Because of the number of organizations that can be affected by the directory, it may be helpful to create a directory deployment team that includes representatives from each affected organization to perform the site survey.
Corporations generally have a human resources department, an accounting or accounts receivable department, manufacturing organizations, sales organizations, and development organizations. Including representatives from each of these organizations can help the survey process. Furthermore, directly involving all the affected organizations can help build acceptance for the migration from local data stores to a centralized directory.

2.3.1. Identifying the Applications That Use the Directory

Generally, the applications that access the directory and the data needs of these applications drive the planning of the directory contents. Many common applications use the directory:
  • Directory browser applications, such as online telephone books. Decide what information (such as email addresses, telephone numbers, and employee name) users need, and include it in the directory.
  • Email applications, especially email servers. All email servers require email addresses, user names, and some routing information to be available in the directory. Others, however, require more advanced information such as the place on disk where a user's mailbox is stored, vacation notification information, and protocol information (IMAP versus POP, for example).
  • Directory-enabled human resources applications. These require more personal information such as government identification numbers, home addresses, home telephone numbers, birth dates, salary, and job title.
  • Microsoft Active Directory. Through Windows User Sync, Windows directory services can be integrated to function in tandem with the Directory Server. Both directories can store user information (user names and passwords, email addresses, telephone numbers) and group information (members). Style the Directory Server deployment after the existing Windows server deployment (or vice versa) so that the users, groups, and other directory data can be smoothly synchronized.
When examining the applications that will use the directory, look at the types of information each application uses. The following table gives an example of applications and the information used by each:

Table 2.1. Example Application Data Needs

Application Class of Data Data
Phonebook People Name, email address, phone number, user ID, password, department number, manager, mail stop.
Web server People, groups User ID, password, group name, groups members, group owner.

- OBJECTIVE
Write the next part of the passage above on planning directory contents, starting right after its last line.

- RAW DATA
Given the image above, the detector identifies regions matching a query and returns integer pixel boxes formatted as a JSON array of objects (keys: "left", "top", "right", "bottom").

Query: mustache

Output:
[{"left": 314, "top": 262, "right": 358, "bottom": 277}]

- TASK OUTPUT
Calendar server People, meeting rooms Name, user ID, cube number, conference room name.
After identifying the applications and information used by each application, it is apparent that some types of data are used by more than one application. Performing this kind of exercise during the data planning stage can help to avoid data redundancy problems in the directory, and show more clearly what data directory-dependent applications require.
The final decision about the types of data maintained in the directory and when the information is migrated to the directory is affected by these factors:
  • The data required by various legacy applications and users
  • The ability of legacy applications to communicate with an LDAP directory

2.3.2. Identifying Data Sources

To identify all of the data to include in the directory, perform a survey of the existing data stores. The survey should include the following:
  • Identify organizations that provide information.
    Locate all the organizations that manage information essential to the enterprise. Typically, this includes the information services, human resources, payroll, and accounting departments.
  • Identify the tools and processes that are information sources.
    Some common sources for information are networking operating systems (Windows, Novell Netware, UNIX NIS), email systems, security systems, PBX (telephone switching) systems, and human resources applications.
  • Determine how centralizing each piece of data affects the management of data.
    Centralized data management can require new tools and new processes. Sometimes centralization requires increasing staff in some organizations while decreasing staff in others.
During the survey, consider developing a matrix that identifies all of the information sources in the enterprise, similar to Table 2.2, “ Example Information Sources”:

Table 2.2.  Example Information Sources

Data Source Class of Data Data
Human resources database People Name, address, phone number, department number, manager.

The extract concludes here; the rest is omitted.